Point localization data
□ □ □
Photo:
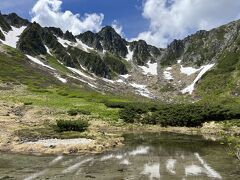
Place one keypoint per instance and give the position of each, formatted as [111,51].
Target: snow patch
[65,43]
[193,170]
[152,170]
[151,68]
[12,37]
[83,46]
[60,78]
[48,51]
[167,75]
[125,76]
[129,56]
[168,68]
[203,69]
[125,162]
[37,61]
[179,61]
[189,70]
[74,70]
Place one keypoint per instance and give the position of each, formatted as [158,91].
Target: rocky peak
[142,52]
[113,42]
[91,39]
[56,31]
[3,24]
[69,36]
[30,41]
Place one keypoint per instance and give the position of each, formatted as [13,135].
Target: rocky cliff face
[187,66]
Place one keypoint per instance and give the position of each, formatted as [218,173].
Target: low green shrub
[27,103]
[189,115]
[74,112]
[70,125]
□ □ □
## Work instructions
Copy each line exactly, beginning at the one with "Target: snow patch" and stopping after the last line of the entries. Include nothing else.

## Reply
Target: snow patch
[65,43]
[193,170]
[152,170]
[151,68]
[12,37]
[83,46]
[60,78]
[48,51]
[167,75]
[125,76]
[129,56]
[168,68]
[203,69]
[125,162]
[37,61]
[179,61]
[189,70]
[74,70]
Place one keypoint per instance and give the position of each, formatted as [158,91].
Target: rocky peak
[142,52]
[113,42]
[91,39]
[56,31]
[3,24]
[69,36]
[30,41]
Place one keypoint per instance and give the position of each, formatted as [13,135].
Target: rocky cliff face
[187,66]
Place one keypoint per instance and give the position of each, formatted as [218,173].
Target: low green shrub
[27,103]
[189,115]
[74,112]
[70,125]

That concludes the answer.